WHAT YOU ARE ASKED TO DO:
In the records below, take everything from the line containing "Target: child's forehead" down to the end and write it out again, swapping "marker" for "pin" and changing nothing else.

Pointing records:
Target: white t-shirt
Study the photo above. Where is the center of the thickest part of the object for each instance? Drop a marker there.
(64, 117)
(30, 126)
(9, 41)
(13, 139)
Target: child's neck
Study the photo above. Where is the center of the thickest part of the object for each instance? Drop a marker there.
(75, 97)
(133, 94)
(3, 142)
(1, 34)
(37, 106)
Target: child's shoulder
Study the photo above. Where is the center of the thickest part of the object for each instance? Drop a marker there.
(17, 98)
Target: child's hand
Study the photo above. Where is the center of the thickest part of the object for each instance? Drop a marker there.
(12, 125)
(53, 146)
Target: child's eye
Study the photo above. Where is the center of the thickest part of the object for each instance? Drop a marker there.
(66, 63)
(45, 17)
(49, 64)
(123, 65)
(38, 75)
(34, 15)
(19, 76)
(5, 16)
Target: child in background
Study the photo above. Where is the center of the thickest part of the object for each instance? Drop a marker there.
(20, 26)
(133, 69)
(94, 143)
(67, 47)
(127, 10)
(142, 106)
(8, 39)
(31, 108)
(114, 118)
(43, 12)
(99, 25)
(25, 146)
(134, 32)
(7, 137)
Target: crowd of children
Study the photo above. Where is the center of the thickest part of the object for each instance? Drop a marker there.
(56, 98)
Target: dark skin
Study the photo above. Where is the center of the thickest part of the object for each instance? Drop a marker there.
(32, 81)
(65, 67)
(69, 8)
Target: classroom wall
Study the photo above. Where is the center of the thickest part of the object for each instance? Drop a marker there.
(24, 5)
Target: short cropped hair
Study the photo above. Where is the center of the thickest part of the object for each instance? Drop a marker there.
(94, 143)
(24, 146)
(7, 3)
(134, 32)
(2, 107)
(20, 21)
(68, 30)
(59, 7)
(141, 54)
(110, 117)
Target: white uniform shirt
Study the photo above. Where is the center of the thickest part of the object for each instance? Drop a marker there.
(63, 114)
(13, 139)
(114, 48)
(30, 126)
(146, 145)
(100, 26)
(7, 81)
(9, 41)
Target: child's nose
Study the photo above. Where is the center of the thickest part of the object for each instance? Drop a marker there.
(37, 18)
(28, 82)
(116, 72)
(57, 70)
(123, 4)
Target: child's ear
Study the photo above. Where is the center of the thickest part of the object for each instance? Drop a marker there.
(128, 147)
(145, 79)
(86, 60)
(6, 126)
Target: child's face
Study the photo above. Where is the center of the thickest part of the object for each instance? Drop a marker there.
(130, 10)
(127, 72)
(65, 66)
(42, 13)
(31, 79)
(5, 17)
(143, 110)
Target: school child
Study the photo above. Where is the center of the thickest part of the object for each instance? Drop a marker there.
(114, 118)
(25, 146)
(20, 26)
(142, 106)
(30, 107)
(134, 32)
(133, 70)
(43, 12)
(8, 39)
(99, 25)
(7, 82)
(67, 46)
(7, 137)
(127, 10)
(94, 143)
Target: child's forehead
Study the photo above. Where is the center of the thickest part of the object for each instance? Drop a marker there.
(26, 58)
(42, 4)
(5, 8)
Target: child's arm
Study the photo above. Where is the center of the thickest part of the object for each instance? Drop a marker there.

REPLY TO THE EXERCISE:
Target: child's forehead
Study the photo above. Where is the center of the thickest part of the object for each instance? Drop a pin there.
(26, 58)
(42, 4)
(5, 8)
Target: child's arm
Study the photo above. Where is the center of the thickest part of the object for each instance? Drop a pin there.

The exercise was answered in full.